◆ What is asked:
Rewrite the rows below, changing each "Objective" to "Goal" and leaving everything else unchanged.

◆ Materials provided:
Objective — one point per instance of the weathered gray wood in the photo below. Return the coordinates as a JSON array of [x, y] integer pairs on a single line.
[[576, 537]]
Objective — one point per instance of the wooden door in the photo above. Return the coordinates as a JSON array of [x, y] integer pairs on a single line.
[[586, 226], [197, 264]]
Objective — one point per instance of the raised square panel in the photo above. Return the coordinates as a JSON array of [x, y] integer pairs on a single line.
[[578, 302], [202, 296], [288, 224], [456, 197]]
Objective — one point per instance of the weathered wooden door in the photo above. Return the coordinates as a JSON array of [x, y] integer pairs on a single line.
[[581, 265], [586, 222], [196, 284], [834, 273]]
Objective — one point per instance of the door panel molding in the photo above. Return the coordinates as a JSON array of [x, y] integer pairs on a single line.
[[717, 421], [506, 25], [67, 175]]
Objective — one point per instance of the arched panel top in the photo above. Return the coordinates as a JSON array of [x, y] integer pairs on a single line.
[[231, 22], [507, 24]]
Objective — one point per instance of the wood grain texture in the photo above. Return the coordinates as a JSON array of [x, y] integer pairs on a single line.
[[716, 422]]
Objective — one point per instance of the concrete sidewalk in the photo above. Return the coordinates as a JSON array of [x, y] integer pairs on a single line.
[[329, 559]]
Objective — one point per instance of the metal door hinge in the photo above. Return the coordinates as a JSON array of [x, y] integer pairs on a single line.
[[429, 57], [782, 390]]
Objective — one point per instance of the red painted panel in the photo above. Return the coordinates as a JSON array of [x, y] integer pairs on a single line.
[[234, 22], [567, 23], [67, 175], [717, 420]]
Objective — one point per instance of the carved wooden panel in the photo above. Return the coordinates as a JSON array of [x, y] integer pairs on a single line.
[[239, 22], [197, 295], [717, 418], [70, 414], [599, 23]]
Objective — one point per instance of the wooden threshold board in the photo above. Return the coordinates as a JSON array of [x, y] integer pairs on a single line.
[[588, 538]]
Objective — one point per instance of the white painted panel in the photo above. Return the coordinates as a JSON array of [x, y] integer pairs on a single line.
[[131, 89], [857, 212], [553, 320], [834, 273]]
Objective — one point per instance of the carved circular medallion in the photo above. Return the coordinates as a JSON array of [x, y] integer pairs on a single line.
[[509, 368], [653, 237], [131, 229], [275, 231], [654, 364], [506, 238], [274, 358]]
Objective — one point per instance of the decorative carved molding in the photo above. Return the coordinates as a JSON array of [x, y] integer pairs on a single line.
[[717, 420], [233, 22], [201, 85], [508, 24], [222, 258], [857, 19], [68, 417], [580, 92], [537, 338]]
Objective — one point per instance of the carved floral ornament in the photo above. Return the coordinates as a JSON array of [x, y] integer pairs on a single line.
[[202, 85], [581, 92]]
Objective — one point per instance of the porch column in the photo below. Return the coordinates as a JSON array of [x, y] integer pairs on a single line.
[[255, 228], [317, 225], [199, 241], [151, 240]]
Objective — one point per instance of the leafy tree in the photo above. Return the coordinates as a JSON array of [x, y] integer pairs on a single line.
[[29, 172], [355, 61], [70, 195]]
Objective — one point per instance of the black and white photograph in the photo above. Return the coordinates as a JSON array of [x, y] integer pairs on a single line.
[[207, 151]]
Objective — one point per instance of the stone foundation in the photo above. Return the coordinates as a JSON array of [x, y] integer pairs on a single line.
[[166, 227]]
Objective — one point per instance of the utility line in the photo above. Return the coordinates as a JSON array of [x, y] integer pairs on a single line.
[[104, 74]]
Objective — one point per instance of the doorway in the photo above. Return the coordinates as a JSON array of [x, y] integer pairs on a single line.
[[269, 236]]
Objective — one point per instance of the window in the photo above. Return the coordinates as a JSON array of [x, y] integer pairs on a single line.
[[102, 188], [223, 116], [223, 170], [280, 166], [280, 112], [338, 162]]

◆ Written response:
Goal — one point per instance of the weathered gray wood in the photo below. Return the coordinates as a JSON array of [x, y] integer pairs on a single line.
[[576, 537]]
Goal — one point per instance of the wooden door in the photo above. Return the coordinates as a JSON array of [x, y] integer pairs on a single line.
[[586, 226], [197, 264]]
Goal — one point per instance of the raised square panel in the photo above. Return the coordinates as a JSON array of [x, y] integer pairs on a single line.
[[578, 302], [202, 296], [288, 224], [456, 197]]
Goal — one point per instance of the weathered wooden door in the photo above. Return the coordinates as a JSON array of [x, y] integer pairs on a single line.
[[581, 265], [586, 222], [196, 284], [834, 273]]
Goal — one point per instance of the door panel molding in the photo above. Return the coordinates as a JSON array of [x, y] integer pairs on a single line.
[[717, 421], [506, 25], [67, 175]]
Goal — one point per instance of the arched panel top in the photo above. Return the coordinates as a JSON array of [x, y] integer pairs on a single line.
[[231, 22], [507, 24]]
Goal — one point per instance of the wood grain texture in the photo above. Return the coordinates as a JSON array of [x, y] integer pairs on a single line.
[[716, 422]]
Goal — one point per instance of the concrete sidewalk in the photo above. Return the coordinates as a JSON array of [x, y] integer pairs on a single line.
[[329, 559]]
Goal — one point per instance of the metal door hinge in the photo above. Return the coordinates as a JSON array of [x, y] integer pairs on a single line.
[[429, 57], [782, 390]]
Goal — one point per instance of the red painted panel in the photo above. Return the coordinates as a JSON array of [x, y] integer pairs on a single line.
[[234, 22], [567, 23], [67, 175], [717, 420]]
Goal — one point per instance of the carved wooden panel in the photo above. Return the coordinates as a JSON array of [x, y] integer pairs on a single line.
[[239, 22], [197, 295], [717, 418], [70, 414], [599, 23]]
Goal — one point per instance of the wooden threshold board in the photo above. Return the coordinates as a JSON array of [x, y] integer pairs on a single line.
[[588, 538]]
Goal — one point per instance of the white painted panel in the photo above. Return the coordinates as a JSON array of [x, y] integer pairs on a single line.
[[131, 89], [857, 212], [553, 320], [834, 273]]
Goal — one point per instance of the carved circular medallion in the photo above. Return the coordinates as a JSON array of [x, y] integer pairs on a single line.
[[509, 368], [653, 237], [131, 229], [275, 231], [654, 364], [506, 238], [274, 358]]
Goal — one point per instance of the decorative carved molding in the photo above. Return the coordinates as a JSON array of [x, y] integer pairs on a single line.
[[717, 420], [233, 22], [201, 85], [508, 24], [222, 258], [857, 19], [68, 417], [580, 92], [537, 338]]
Goal — one point per instance of the carved floral ornament in the photo above. Return the coordinates as a JSON array of [x, y] integer pairs on a single line.
[[202, 85], [581, 92]]
Goal — one point per instance of the porch column in the photo below. Return the coordinates as a JSON array of [x, y] integer pairs on a single line.
[[255, 228], [317, 225], [199, 241], [151, 240]]
Goal — one point per instance of the leafy tree in the photo above. Return the coordinates as a JSON array of [x, y] integer pairs on a single line.
[[29, 172], [355, 61], [70, 195]]
Goal — one point per instance of the black and white photograph in the photo above. Return the coordinates as a JSON array of [x, y] integer pairs on a single line.
[[207, 151]]
Goal — one point per instance of the stone foundation in the photo above. Return the coordinates as a JSON array of [x, y] integer pairs on a single line.
[[166, 227]]
Goal — one point per instance of the utility line in the photo above. Return the coordinates as a JSON array of [x, y] integer pairs on a single line.
[[104, 74]]
Goal — one point per instance of the doorway in the photo above. Return the coordinates as a JSON array of [x, y] integer pairs on a single line.
[[269, 236]]
Goal — one point per instance of the window in the photo above. Return the coordinates as a JSON array of [x, y] integer pairs on a single line.
[[102, 188], [223, 116], [223, 170], [280, 166], [280, 112], [338, 162]]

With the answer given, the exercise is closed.